▶ _Task brief_:
Substitute "in this image" for every occurrence of "in this photo" in the listing below, keeping everything else the same. Leave the pictures out of your copy.

(Items drawn from a data source)
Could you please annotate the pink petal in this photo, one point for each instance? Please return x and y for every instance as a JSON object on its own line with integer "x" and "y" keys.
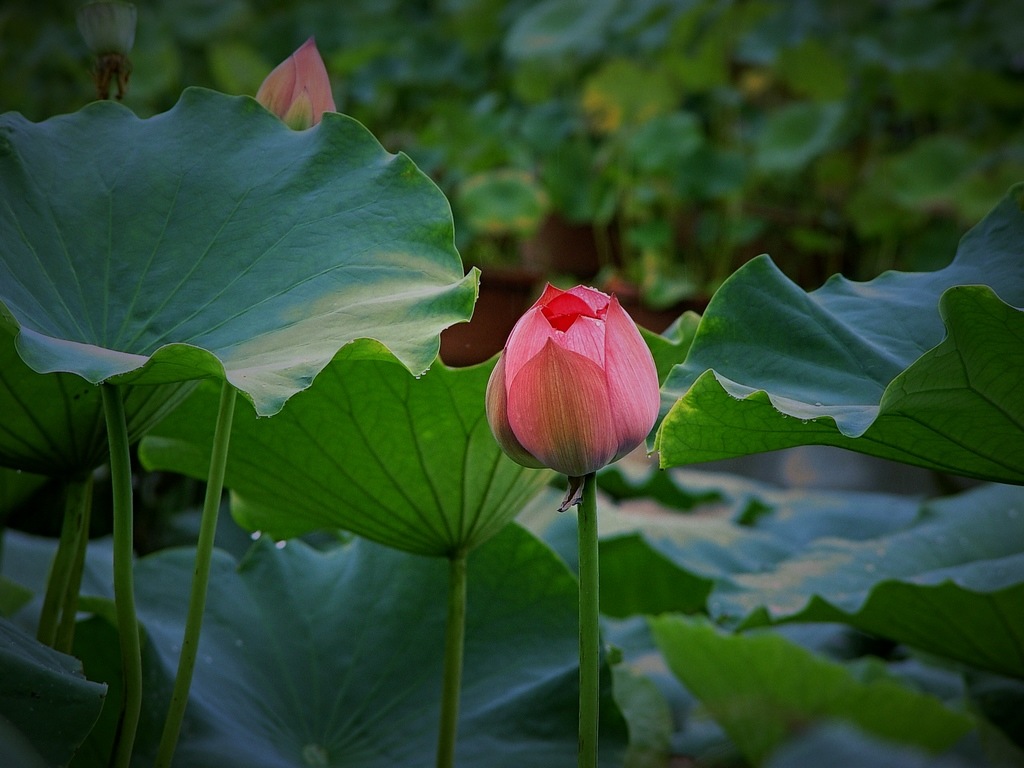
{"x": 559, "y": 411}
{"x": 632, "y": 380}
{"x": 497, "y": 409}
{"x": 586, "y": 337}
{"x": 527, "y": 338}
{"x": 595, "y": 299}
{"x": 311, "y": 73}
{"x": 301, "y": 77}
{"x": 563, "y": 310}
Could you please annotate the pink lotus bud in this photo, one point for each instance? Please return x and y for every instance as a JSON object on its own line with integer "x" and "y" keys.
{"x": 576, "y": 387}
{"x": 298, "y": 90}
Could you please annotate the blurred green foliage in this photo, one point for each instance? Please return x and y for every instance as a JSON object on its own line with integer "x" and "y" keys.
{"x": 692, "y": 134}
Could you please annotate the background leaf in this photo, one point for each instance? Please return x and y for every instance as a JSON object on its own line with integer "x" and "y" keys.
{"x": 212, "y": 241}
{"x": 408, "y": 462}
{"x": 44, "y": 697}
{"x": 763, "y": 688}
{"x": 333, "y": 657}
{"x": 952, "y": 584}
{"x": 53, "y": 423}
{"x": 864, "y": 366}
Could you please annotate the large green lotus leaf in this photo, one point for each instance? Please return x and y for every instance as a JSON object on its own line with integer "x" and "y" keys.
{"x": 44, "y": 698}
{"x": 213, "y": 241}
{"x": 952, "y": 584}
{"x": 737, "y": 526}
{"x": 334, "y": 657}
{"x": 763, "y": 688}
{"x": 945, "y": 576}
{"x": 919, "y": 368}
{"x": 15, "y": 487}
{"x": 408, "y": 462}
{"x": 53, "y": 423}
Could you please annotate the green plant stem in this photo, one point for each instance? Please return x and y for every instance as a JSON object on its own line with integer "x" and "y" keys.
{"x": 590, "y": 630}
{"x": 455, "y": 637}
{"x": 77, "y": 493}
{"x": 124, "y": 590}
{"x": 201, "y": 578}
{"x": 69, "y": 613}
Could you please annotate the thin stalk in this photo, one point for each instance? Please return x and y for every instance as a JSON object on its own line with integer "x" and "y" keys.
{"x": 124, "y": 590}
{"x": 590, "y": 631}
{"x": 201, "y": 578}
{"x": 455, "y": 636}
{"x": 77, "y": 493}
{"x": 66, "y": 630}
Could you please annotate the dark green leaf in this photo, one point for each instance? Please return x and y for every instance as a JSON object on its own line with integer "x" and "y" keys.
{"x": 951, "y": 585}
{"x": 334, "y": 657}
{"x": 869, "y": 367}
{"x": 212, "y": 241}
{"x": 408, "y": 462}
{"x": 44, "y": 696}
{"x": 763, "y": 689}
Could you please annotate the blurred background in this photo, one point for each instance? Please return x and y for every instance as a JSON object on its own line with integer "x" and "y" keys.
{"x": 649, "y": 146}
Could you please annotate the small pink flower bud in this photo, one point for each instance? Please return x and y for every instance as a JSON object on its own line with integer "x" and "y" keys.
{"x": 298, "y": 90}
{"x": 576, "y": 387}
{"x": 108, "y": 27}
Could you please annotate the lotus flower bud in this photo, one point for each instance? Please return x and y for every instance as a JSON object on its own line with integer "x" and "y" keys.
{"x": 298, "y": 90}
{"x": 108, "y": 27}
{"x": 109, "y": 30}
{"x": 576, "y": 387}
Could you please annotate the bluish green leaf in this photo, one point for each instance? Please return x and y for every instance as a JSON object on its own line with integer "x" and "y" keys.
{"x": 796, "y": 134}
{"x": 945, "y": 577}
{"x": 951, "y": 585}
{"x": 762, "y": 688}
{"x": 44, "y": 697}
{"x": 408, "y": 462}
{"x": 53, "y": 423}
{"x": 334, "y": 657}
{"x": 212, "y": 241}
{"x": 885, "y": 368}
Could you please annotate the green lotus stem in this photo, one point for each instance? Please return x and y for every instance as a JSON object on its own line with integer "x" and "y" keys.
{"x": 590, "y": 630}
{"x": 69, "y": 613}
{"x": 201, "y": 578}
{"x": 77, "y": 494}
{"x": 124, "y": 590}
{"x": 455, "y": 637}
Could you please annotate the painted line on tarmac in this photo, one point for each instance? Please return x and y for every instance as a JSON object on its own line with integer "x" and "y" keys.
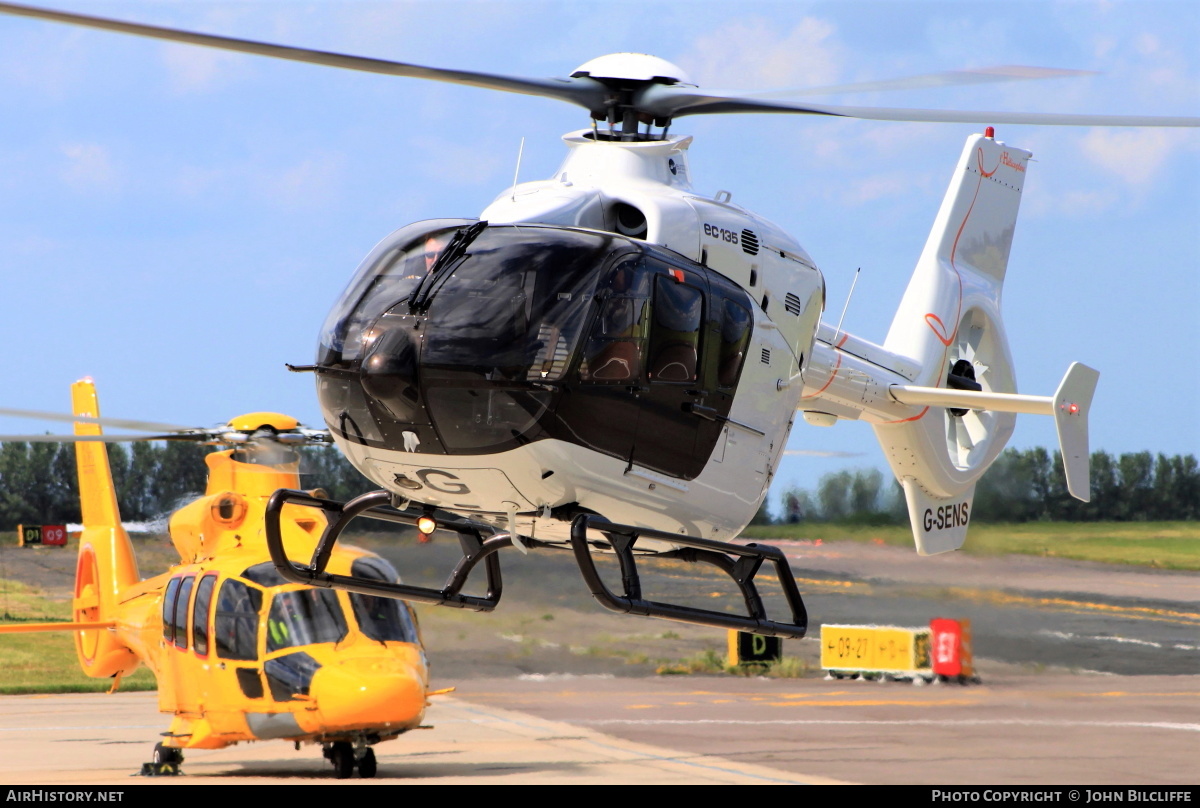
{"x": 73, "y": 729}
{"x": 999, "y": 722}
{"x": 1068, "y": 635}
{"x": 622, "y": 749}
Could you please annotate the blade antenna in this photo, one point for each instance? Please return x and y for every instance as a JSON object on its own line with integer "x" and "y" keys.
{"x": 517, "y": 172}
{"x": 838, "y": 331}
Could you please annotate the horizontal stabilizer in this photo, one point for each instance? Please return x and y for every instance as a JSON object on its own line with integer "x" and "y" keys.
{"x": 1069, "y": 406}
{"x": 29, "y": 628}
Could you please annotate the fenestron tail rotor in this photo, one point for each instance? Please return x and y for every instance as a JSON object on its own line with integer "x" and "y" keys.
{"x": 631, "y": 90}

▶ _Solved problem_:
Could you please annotate the pink petal in this image, one point for each instance? Please return x and y for every instance as a JSON object on its own line with integer "x" and "y" keys.
{"x": 559, "y": 411}
{"x": 632, "y": 380}
{"x": 497, "y": 409}
{"x": 586, "y": 337}
{"x": 527, "y": 338}
{"x": 595, "y": 299}
{"x": 311, "y": 73}
{"x": 301, "y": 77}
{"x": 563, "y": 310}
Could you please annotate the pink lotus bud in this image, one point for each instance? Please return x and y for every instance as a JSON object on its own line with integer "x" and "y" keys.
{"x": 576, "y": 387}
{"x": 298, "y": 90}
Could you please annotate the blurred green foliage in this image, one point for each instance? Please return x and y for every instance as a JSON object on its own line with integer "x" and "y" keys.
{"x": 692, "y": 134}
Could you please annotate the background leaf in this image, one point for each instance? Please return x and y for every instance as a JSON object on its own line with integer "x" and "y" keys.
{"x": 212, "y": 241}
{"x": 408, "y": 462}
{"x": 44, "y": 697}
{"x": 763, "y": 688}
{"x": 333, "y": 657}
{"x": 952, "y": 584}
{"x": 53, "y": 423}
{"x": 864, "y": 366}
Could you please annotate the large green lotus leaf in this image, one point for each instance? Please return x and y for every instance as a JSON object on its own line with integer "x" and "y" keys.
{"x": 44, "y": 698}
{"x": 213, "y": 241}
{"x": 952, "y": 584}
{"x": 737, "y": 526}
{"x": 334, "y": 657}
{"x": 763, "y": 688}
{"x": 945, "y": 576}
{"x": 919, "y": 368}
{"x": 15, "y": 487}
{"x": 408, "y": 462}
{"x": 53, "y": 423}
Could you please annotate the green plant stem in this image, one point for each instance? Please return x and y for every instance as a JSON object on its own line with integer "x" and "y" keys.
{"x": 590, "y": 630}
{"x": 455, "y": 637}
{"x": 77, "y": 493}
{"x": 124, "y": 590}
{"x": 201, "y": 578}
{"x": 69, "y": 613}
Could you please annotate the thin stalk in this image, one point for each instance? Please return x and y for every instance as a JSON object on its own line with integer "x" and "y" keys.
{"x": 124, "y": 590}
{"x": 590, "y": 631}
{"x": 201, "y": 578}
{"x": 455, "y": 636}
{"x": 77, "y": 493}
{"x": 66, "y": 630}
Could you please annotate the dark green leaf in this image, one point for each instance? Please return x and y for every instance as a JSON object on its own line with integer "x" and "y" keys.
{"x": 951, "y": 585}
{"x": 334, "y": 657}
{"x": 869, "y": 367}
{"x": 212, "y": 241}
{"x": 408, "y": 462}
{"x": 44, "y": 696}
{"x": 763, "y": 689}
Could you please annotate the blurred background in this image, one point for each instance? Please return x and y for every instance as a JSON object on its own line with integer "x" and "y" keys.
{"x": 649, "y": 146}
Could you please annotate the small pink flower bud in this image, one point for each instance? Please return x and y for every instance as a JSON object on its own line with integer "x" and "y" keys.
{"x": 298, "y": 90}
{"x": 576, "y": 387}
{"x": 108, "y": 27}
Could you please annotate the lotus flower bud in this image, one point for each instance? Please return x and y for every instance as a JSON object on its own line with integer "x" and "y" keys.
{"x": 298, "y": 90}
{"x": 108, "y": 27}
{"x": 109, "y": 30}
{"x": 576, "y": 387}
Could you please annotate the bluish green leaf in this image, one point for each instance? Please return x and y for every instance as a JSON object on its own line with integer "x" and "y" keys.
{"x": 796, "y": 134}
{"x": 945, "y": 577}
{"x": 951, "y": 585}
{"x": 762, "y": 688}
{"x": 44, "y": 697}
{"x": 408, "y": 462}
{"x": 53, "y": 423}
{"x": 334, "y": 657}
{"x": 212, "y": 241}
{"x": 885, "y": 368}
Could you please annotate the green lotus stem in this image, one point for each instance? Please return x and y for every instance as a JSON object on its own line with integer "x" and "y" keys.
{"x": 590, "y": 630}
{"x": 69, "y": 613}
{"x": 201, "y": 578}
{"x": 77, "y": 494}
{"x": 124, "y": 590}
{"x": 455, "y": 637}
Could you please annotate the painted line on tarmac in this image, one point for each instance? Please return x and y for every instance as a JSON object on its own line with integer "x" and "y" keys.
{"x": 73, "y": 729}
{"x": 999, "y": 722}
{"x": 1068, "y": 635}
{"x": 622, "y": 749}
Could you please annotate the blade antenna in this image, one point for each instance? Please return x and y for every instance as a JSON object on its own line with integer "x" and "y" keys.
{"x": 517, "y": 172}
{"x": 838, "y": 331}
Could you please annotate the horizontal stabilizer in this image, one point for each instance? Please return x and y for every instance as a JSON object on its own line with integer "x" and "y" keys.
{"x": 1069, "y": 406}
{"x": 29, "y": 628}
Could you please annotate the fenestron tail rotor in this image, one point for each instance? Please return x and y for every instance as a JSON object on its own line with integer "x" and "y" keys.
{"x": 631, "y": 90}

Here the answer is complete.